Look for "target: pale green leaf surface" in the records below, then copy that line and every line after it, exactly and with nothing added.
BEGIN
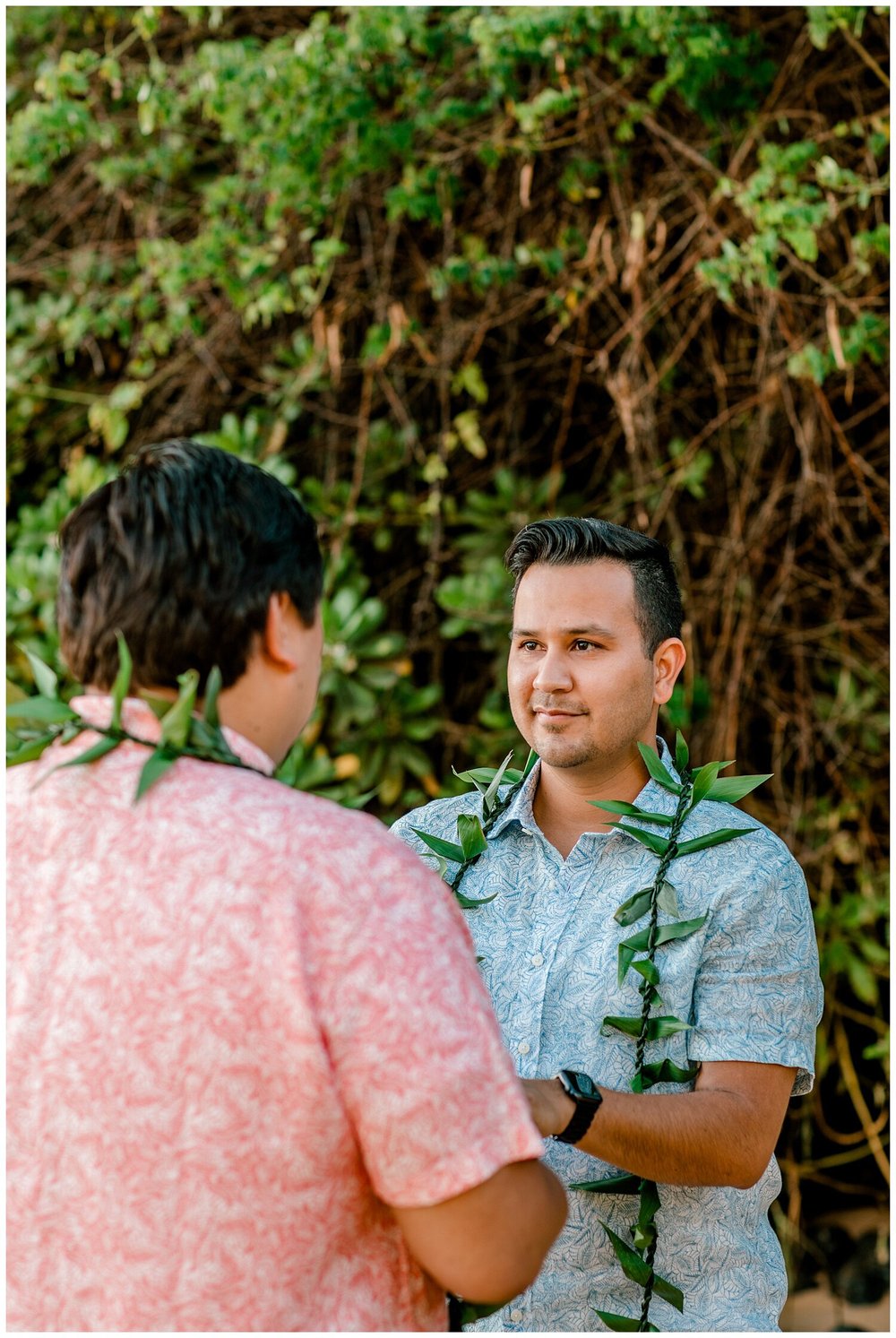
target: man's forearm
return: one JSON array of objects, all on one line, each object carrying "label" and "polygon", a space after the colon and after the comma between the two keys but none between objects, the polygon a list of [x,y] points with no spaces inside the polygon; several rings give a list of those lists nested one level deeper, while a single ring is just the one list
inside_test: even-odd
[{"label": "man's forearm", "polygon": [[[744,1064],[710,1068],[717,1070],[714,1077],[703,1086],[698,1080],[694,1092],[642,1096],[600,1088],[603,1101],[576,1147],[663,1184],[749,1188],[774,1151],[793,1070]],[[754,1072],[748,1073],[744,1089],[738,1080],[749,1069]],[[719,1084],[726,1076],[733,1077],[730,1086]],[[575,1107],[559,1082],[535,1078],[523,1085],[542,1135],[563,1132]]]}]

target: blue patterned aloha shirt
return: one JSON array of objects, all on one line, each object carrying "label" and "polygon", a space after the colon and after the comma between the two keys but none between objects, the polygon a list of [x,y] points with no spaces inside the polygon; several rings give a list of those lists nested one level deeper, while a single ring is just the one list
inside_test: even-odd
[{"label": "blue patterned aloha shirt", "polygon": [[[666,767],[674,765],[662,740]],[[617,949],[635,930],[612,915],[653,882],[657,859],[626,832],[586,832],[566,860],[532,815],[538,765],[492,828],[487,854],[464,878],[464,895],[497,894],[467,913],[504,1042],[520,1077],[550,1078],[559,1069],[629,1090],[634,1041],[603,1034],[607,1014],[639,1009],[637,975],[619,987]],[[649,781],[637,800],[670,816],[675,797]],[[456,840],[461,812],[480,812],[477,795],[440,799],[392,828],[425,854],[412,828]],[[634,822],[634,819],[629,819]],[[812,1086],[814,1030],[821,1017],[812,913],[802,872],[773,832],[730,804],[703,801],[685,839],[719,827],[754,827],[722,846],[681,858],[670,871],[678,917],[707,915],[690,938],[659,949],[663,1013],[693,1029],[651,1042],[647,1058],[746,1060],[797,1069],[794,1096]],[[653,831],[657,828],[654,827]],[[452,871],[453,871],[452,866]],[[675,876],[678,875],[678,876]],[[653,1093],[682,1092],[658,1084]],[[737,1129],[732,1129],[737,1137]],[[547,1141],[547,1164],[564,1184],[618,1172],[598,1157]],[[781,1188],[774,1159],[752,1189],[661,1185],[657,1271],[685,1294],[685,1311],[654,1297],[650,1319],[662,1331],[778,1331],[786,1274],[768,1211]],[[475,1327],[491,1333],[603,1330],[596,1310],[641,1314],[642,1291],[623,1275],[600,1226],[623,1239],[637,1199],[570,1192],[567,1224],[532,1287]]]}]

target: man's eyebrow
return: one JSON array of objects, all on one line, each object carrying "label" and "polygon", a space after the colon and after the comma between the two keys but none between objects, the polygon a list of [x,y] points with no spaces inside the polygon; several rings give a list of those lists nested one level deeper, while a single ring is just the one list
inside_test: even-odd
[{"label": "man's eyebrow", "polygon": [[[615,638],[615,632],[610,628],[600,628],[596,622],[586,622],[580,628],[560,628],[562,637],[604,637]],[[543,633],[532,632],[528,628],[512,628],[511,637],[540,637]]]}]

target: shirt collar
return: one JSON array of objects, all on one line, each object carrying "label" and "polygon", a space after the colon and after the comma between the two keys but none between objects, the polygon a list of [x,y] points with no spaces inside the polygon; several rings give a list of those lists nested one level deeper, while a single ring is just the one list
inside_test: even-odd
[{"label": "shirt collar", "polygon": [[[84,697],[75,697],[70,705],[72,710],[76,710],[91,725],[106,728],[112,719],[112,698],[107,693],[98,692],[88,693]],[[162,733],[162,724],[158,716],[139,697],[124,698],[122,704],[122,727],[128,735],[134,735],[135,739],[150,744],[158,743]],[[222,725],[221,732],[241,761],[245,761],[247,767],[254,767],[255,771],[263,772],[265,776],[273,776],[275,763],[258,744],[251,743],[250,739],[237,733],[235,729],[230,729],[227,725]]]},{"label": "shirt collar", "polygon": [[[666,771],[671,773],[675,780],[681,780],[675,769],[675,763],[673,760],[671,751],[665,739],[657,736],[657,751],[659,753],[659,760],[662,761]],[[489,836],[499,836],[511,823],[518,823],[523,831],[539,834],[540,827],[535,822],[535,814],[532,812],[532,804],[535,801],[535,792],[538,789],[539,775],[542,771],[540,760],[532,767],[531,772],[520,785],[520,788],[514,795],[512,800],[500,815],[495,826],[489,831]],[[669,814],[671,818],[675,812],[675,805],[678,800],[675,795],[670,791],[663,789],[658,781],[649,777],[647,784],[643,787],[638,797],[635,799],[635,805],[643,808],[649,814]],[[596,812],[596,809],[595,809]],[[611,814],[607,814],[607,820],[610,820]],[[625,819],[626,822],[637,822],[637,818]],[[623,835],[627,835],[623,832]],[[634,838],[629,838],[633,840]]]}]

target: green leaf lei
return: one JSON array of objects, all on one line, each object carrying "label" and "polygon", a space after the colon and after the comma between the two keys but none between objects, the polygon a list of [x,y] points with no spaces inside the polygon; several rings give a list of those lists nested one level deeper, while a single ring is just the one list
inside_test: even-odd
[{"label": "green leaf lei", "polygon": [[[675,768],[681,777],[679,780],[663,765],[653,748],[647,748],[645,744],[638,744],[638,748],[651,779],[677,797],[674,816],[651,814],[622,800],[602,800],[599,803],[592,800],[592,803],[595,808],[615,815],[617,820],[611,822],[610,827],[618,827],[619,831],[627,832],[655,855],[658,860],[653,883],[637,891],[614,914],[617,923],[626,929],[630,925],[637,925],[639,921],[647,921],[643,929],[639,929],[619,943],[618,961],[619,987],[629,979],[630,971],[634,971],[639,977],[637,990],[641,994],[641,1009],[631,1016],[603,1018],[604,1030],[619,1032],[630,1037],[634,1042],[634,1076],[630,1086],[633,1092],[646,1092],[657,1082],[690,1084],[698,1068],[694,1065],[685,1069],[669,1058],[647,1060],[647,1046],[654,1041],[690,1030],[690,1025],[681,1018],[655,1016],[653,1012],[655,1006],[662,1004],[657,951],[665,943],[695,934],[706,922],[706,915],[699,915],[695,919],[674,919],[669,925],[659,923],[659,911],[673,917],[679,914],[675,887],[669,880],[667,874],[673,863],[678,859],[701,850],[707,850],[710,846],[721,846],[723,842],[749,836],[750,832],[757,830],[756,827],[722,827],[718,831],[706,832],[703,836],[681,840],[685,822],[705,799],[715,803],[734,804],[756,789],[757,785],[769,780],[770,776],[732,776],[719,780],[719,771],[730,767],[730,761],[710,761],[694,771],[690,767],[687,744],[681,732],[675,736]],[[461,780],[473,784],[481,793],[484,819],[480,823],[475,814],[460,814],[457,818],[456,843],[441,840],[420,828],[413,828],[420,840],[436,856],[443,879],[448,883],[464,910],[484,906],[487,902],[495,899],[496,894],[479,900],[464,896],[460,891],[460,884],[468,870],[488,848],[488,835],[495,822],[507,809],[538,760],[535,753],[530,753],[524,771],[519,772],[508,769],[512,753],[504,759],[497,769],[480,767],[476,771],[456,773]],[[503,796],[499,796],[499,787],[507,781],[511,783],[510,789]],[[622,822],[621,819],[623,818],[635,818],[638,822],[650,823],[651,827],[659,830],[650,831],[642,827],[633,827],[630,823]],[[448,876],[449,860],[457,864],[451,878]],[[643,1180],[639,1176],[621,1172],[603,1180],[578,1181],[568,1185],[568,1188],[590,1193],[622,1193],[638,1198],[638,1218],[630,1228],[631,1243],[617,1235],[606,1222],[602,1226],[623,1274],[643,1288],[641,1315],[621,1315],[596,1309],[595,1313],[607,1329],[614,1333],[658,1333],[657,1326],[650,1322],[650,1302],[653,1297],[661,1297],[678,1311],[683,1311],[685,1309],[685,1297],[674,1283],[669,1282],[667,1278],[662,1278],[654,1270],[658,1240],[655,1219],[661,1208],[657,1184],[653,1180]],[[463,1303],[460,1319],[461,1323],[472,1323],[499,1309],[499,1306]]]},{"label": "green leaf lei", "polygon": [[[96,725],[86,720],[74,710],[59,696],[59,681],[56,674],[43,660],[25,650],[31,670],[35,676],[37,694],[13,701],[7,706],[7,767],[16,767],[23,761],[36,761],[44,749],[59,740],[63,744],[71,743],[80,733],[99,735],[98,743],[91,744],[78,757],[59,763],[45,772],[37,784],[52,776],[53,771],[64,767],[86,767],[106,753],[112,752],[123,743],[140,744],[150,748],[150,756],[140,769],[136,784],[135,801],[154,785],[174,765],[178,757],[195,757],[201,761],[214,761],[225,767],[241,767],[243,771],[254,771],[257,775],[266,775],[257,767],[250,767],[235,755],[218,720],[218,693],[221,692],[221,670],[213,668],[206,682],[202,716],[194,714],[197,708],[197,694],[199,688],[199,674],[195,669],[189,669],[178,677],[179,692],[174,701],[160,697],[142,694],[142,700],[150,706],[162,724],[159,741],[150,743],[130,733],[122,725],[122,706],[131,686],[132,662],[131,656],[120,633],[118,636],[119,669],[112,684],[112,716],[108,725]],[[24,649],[24,648],[23,648]],[[12,727],[12,728],[11,728]]]}]

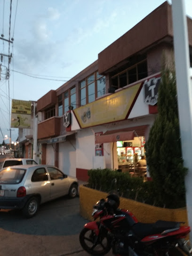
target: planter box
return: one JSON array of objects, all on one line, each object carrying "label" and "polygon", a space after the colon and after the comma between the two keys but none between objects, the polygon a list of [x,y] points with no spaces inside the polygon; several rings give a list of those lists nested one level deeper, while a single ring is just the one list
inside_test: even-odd
[{"label": "planter box", "polygon": [[[81,185],[80,186],[80,214],[89,221],[93,221],[91,213],[93,206],[102,198],[105,198],[107,193],[101,192]],[[167,209],[140,203],[134,200],[120,198],[120,208],[124,208],[135,215],[139,222],[145,223],[158,220],[185,222],[188,225],[186,208]]]}]

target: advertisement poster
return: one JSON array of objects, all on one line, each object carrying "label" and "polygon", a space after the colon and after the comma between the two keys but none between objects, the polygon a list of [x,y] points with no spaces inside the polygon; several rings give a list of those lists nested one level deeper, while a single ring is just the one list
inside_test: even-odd
[{"label": "advertisement poster", "polygon": [[12,100],[11,124],[13,128],[30,128],[31,102]]},{"label": "advertisement poster", "polygon": [[[97,136],[100,136],[103,134],[103,132],[96,132],[95,134],[95,139]],[[96,140],[95,140],[96,141]],[[104,144],[102,144],[96,143],[96,156],[103,156],[104,155]]]}]

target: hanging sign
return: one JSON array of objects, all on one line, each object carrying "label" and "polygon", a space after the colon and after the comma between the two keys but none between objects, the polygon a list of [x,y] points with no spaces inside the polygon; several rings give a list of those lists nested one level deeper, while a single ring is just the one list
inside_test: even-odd
[{"label": "hanging sign", "polygon": [[158,99],[158,88],[161,77],[153,77],[145,80],[144,83],[144,102],[148,105],[154,106]]},{"label": "hanging sign", "polygon": [[71,115],[69,112],[65,112],[64,115],[64,125],[68,127],[71,124]]},{"label": "hanging sign", "polygon": [[31,128],[31,101],[12,100],[11,128]]}]

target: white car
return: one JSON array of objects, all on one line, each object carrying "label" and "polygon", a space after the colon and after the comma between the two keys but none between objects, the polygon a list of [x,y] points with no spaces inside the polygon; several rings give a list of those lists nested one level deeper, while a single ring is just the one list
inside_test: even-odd
[{"label": "white car", "polygon": [[0,169],[13,166],[13,165],[23,165],[27,164],[38,164],[33,159],[31,158],[7,158],[1,166]]},{"label": "white car", "polygon": [[74,198],[78,191],[77,178],[54,166],[18,165],[0,172],[0,208],[20,209],[27,218],[40,204],[65,195]]}]

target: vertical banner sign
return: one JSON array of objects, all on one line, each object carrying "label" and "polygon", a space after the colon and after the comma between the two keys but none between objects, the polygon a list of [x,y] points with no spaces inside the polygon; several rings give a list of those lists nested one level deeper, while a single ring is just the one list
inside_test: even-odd
[{"label": "vertical banner sign", "polygon": [[31,128],[31,101],[12,99],[11,128]]},{"label": "vertical banner sign", "polygon": [[[96,132],[95,134],[95,139],[97,136],[100,136],[103,134],[103,132]],[[95,141],[96,139],[95,139]],[[96,156],[104,155],[104,144],[102,144],[96,143]]]},{"label": "vertical banner sign", "polygon": [[153,77],[145,80],[144,83],[145,103],[154,106],[158,99],[158,88],[161,81],[161,77]]}]

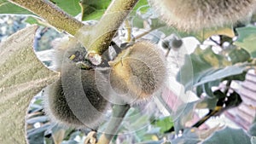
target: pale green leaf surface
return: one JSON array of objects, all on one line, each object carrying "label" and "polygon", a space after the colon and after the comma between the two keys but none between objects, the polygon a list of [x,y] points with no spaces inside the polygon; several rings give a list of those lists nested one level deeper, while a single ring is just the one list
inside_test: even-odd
END
### Finished task
target: pale green leaf surface
return: one JSON array of objects, all on one line, each object carrying "label" and "polygon", a space after the colon and after the comma between the two keys but none between objects, the polygon a list of [x,y] points with no spaces inside the polygon; several rings give a list of those lists nested one level deeper, while a single ring is just the one list
inside_test: even-odd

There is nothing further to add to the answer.